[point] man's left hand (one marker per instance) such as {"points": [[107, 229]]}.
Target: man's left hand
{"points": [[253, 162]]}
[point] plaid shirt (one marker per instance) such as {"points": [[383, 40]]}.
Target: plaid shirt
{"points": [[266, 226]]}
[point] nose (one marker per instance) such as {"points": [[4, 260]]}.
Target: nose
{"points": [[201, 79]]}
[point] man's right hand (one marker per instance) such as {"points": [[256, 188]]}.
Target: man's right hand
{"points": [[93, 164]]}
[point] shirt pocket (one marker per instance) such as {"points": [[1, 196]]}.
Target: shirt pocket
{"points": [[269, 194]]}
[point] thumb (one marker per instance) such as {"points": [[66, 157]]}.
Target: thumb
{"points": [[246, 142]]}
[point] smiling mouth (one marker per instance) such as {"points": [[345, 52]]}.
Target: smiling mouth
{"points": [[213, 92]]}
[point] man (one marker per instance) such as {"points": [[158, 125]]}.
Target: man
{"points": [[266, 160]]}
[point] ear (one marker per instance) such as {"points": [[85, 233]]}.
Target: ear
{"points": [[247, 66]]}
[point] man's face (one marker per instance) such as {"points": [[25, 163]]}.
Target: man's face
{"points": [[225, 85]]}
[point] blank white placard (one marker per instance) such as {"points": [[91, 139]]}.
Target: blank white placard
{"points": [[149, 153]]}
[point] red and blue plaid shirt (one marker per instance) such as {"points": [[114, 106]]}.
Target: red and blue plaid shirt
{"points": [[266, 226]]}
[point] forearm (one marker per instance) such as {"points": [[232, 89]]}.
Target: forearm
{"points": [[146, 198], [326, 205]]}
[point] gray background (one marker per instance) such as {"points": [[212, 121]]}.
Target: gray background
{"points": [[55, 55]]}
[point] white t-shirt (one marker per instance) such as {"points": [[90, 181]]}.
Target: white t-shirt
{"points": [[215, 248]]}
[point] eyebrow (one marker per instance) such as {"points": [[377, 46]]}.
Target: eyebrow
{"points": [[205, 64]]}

──────────────────────────────

Set exercise - Reproduce every line of the listing above, word for word and in the same order, without altering anything.

Result of the exercise -
[point] man's left hand (one marker per instance) such as {"points": [[107, 229]]}.
Target: man's left hand
{"points": [[253, 162]]}
[point] plaid shirt (one marker per instance) such as {"points": [[383, 40]]}.
Target: plaid shirt
{"points": [[266, 226]]}
[point] nose (one marker per instance) such as {"points": [[4, 260]]}.
Target: nose
{"points": [[201, 79]]}
[point] man's right hand (one marker per instance) such as {"points": [[256, 188]]}.
Target: man's right hand
{"points": [[93, 164]]}
[point] shirt pocket (one marker per instance) such as {"points": [[1, 196]]}.
Target: shirt pocket
{"points": [[269, 194]]}
[point] thumb (one marker per instance) such as {"points": [[66, 157]]}.
Target: thumb
{"points": [[246, 142]]}
[point] smiling mouth (one marker per instance) such as {"points": [[345, 52]]}.
Target: smiling mouth
{"points": [[213, 92]]}
[point] man (one marker per instance) such as {"points": [[158, 125]]}.
Target: man
{"points": [[266, 160]]}
[point] ear (one marker per instance) such as {"points": [[85, 233]]}.
Target: ear
{"points": [[247, 66]]}
[point] man's face (one marker per instance) such as {"points": [[25, 163]]}.
Target: man's face
{"points": [[225, 85]]}
[point] blank white placard (one marker per instance) such as {"points": [[91, 139]]}.
Target: blank white placard
{"points": [[149, 153]]}
[point] red and blue plaid shirt (one marker per instance) such as {"points": [[114, 106]]}.
Target: red and blue plaid shirt
{"points": [[266, 226]]}
[point] forearm (one marker per instance) such as {"points": [[232, 89]]}.
Target: forearm
{"points": [[146, 198], [326, 205]]}
[point] gray background (one marker per instance) such as {"points": [[212, 121]]}.
Target: gray background
{"points": [[55, 55]]}
[point] white t-shirt (one marker per instance) such as {"points": [[90, 181]]}.
Target: white t-shirt
{"points": [[215, 248]]}
[point] eyebrow (one marker per instance) such as {"points": [[377, 46]]}.
Target: eyebrow
{"points": [[205, 64]]}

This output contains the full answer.